● **Required work**: Without including any pictures, write out all the entries exactly.

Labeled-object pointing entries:
----
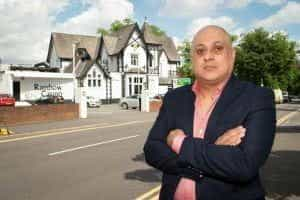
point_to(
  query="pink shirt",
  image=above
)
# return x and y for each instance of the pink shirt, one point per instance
(186, 189)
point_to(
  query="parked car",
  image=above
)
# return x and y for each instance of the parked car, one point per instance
(159, 96)
(7, 100)
(50, 100)
(130, 102)
(92, 101)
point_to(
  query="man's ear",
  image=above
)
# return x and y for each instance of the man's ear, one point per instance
(233, 53)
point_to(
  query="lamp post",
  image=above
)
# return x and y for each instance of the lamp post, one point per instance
(74, 47)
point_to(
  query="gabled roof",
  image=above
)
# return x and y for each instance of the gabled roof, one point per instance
(118, 40)
(82, 67)
(163, 40)
(63, 44)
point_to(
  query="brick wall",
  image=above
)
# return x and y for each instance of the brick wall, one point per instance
(38, 113)
(155, 105)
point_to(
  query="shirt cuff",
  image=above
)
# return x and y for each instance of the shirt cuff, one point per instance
(177, 142)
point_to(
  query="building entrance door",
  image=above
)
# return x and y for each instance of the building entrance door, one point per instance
(16, 90)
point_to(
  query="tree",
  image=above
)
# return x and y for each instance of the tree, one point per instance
(186, 68)
(157, 31)
(115, 26)
(267, 59)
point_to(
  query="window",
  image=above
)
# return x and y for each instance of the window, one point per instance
(134, 59)
(150, 60)
(129, 86)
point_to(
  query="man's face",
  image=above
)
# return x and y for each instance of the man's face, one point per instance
(212, 56)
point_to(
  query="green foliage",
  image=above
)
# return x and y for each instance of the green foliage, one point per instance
(267, 59)
(186, 69)
(102, 31)
(115, 26)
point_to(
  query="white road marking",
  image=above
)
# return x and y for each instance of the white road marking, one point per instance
(286, 117)
(147, 195)
(72, 131)
(91, 145)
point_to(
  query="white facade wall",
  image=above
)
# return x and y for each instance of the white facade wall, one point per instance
(153, 85)
(134, 84)
(163, 65)
(6, 83)
(65, 64)
(95, 91)
(34, 88)
(54, 60)
(135, 47)
(116, 83)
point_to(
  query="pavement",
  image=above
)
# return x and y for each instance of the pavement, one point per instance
----
● **Solution to the exercise**:
point_to(
  query="pink shirt",
  image=above
)
# return x and y for each instance of the pink shirt, one point per instance
(186, 189)
point_to(
  query="parked car",
  image=above
)
# return x and y for each instance of the parked car, one point per instance
(159, 96)
(7, 100)
(50, 100)
(130, 102)
(92, 101)
point_to(
  query="man's ear",
  image=above
)
# return x and y for each instance of the man's ear, one point per instance
(233, 53)
point_to(
  query="lamp post",
  image=above
)
# return x and y for each instance of the lamp post, one point per instance
(74, 47)
point_to(
  query="gabled roof",
  image=above
)
# return x and y for each instance of the gabled roof, one point per instance
(118, 40)
(82, 67)
(163, 40)
(63, 44)
point_to(
  query="brick wall",
  image=above
)
# return x and y for each instance of the brick wall, one point per instance
(38, 113)
(155, 105)
point_to(
  query="shirt cuff",
  image=above
)
# return x and y for each instance of the shirt cuff, one point per instance
(177, 142)
point_to(
  query="building entrance door",
  image=above
)
# return x and y for each instance of the building entrance door, one point per instance
(16, 90)
point_to(
  query="tree",
  image=above
)
# return x and y for each instance of the tree, one point per instance
(186, 68)
(157, 31)
(115, 26)
(267, 59)
point_to(
  query="window",
  image=above
)
# return x and y for each instance of the window, one point per instance
(134, 59)
(150, 60)
(129, 86)
point_to(
  query="man's face",
  image=above
)
# return x and y for each instance of the man's face, one point per instance
(212, 56)
point_to(
  query="green foliage",
  image=above
)
# return x and y for each instance of the green foliage, one point per instance
(267, 59)
(186, 69)
(102, 31)
(115, 26)
point_to(
  query="white road marking",
  image=above
)
# return x and y for each instance of the white road marking, one point per instance
(286, 117)
(147, 195)
(72, 131)
(91, 145)
point_to(
  query="white facade wall",
  image=above
)
# return x and y for each instance of the white facade wall, one point per instance
(153, 85)
(134, 84)
(163, 65)
(6, 83)
(65, 64)
(95, 91)
(34, 88)
(54, 60)
(135, 47)
(116, 83)
point_to(
  query="pavement",
  image=above
)
# return x and y for each instance of the pavement, one point per instance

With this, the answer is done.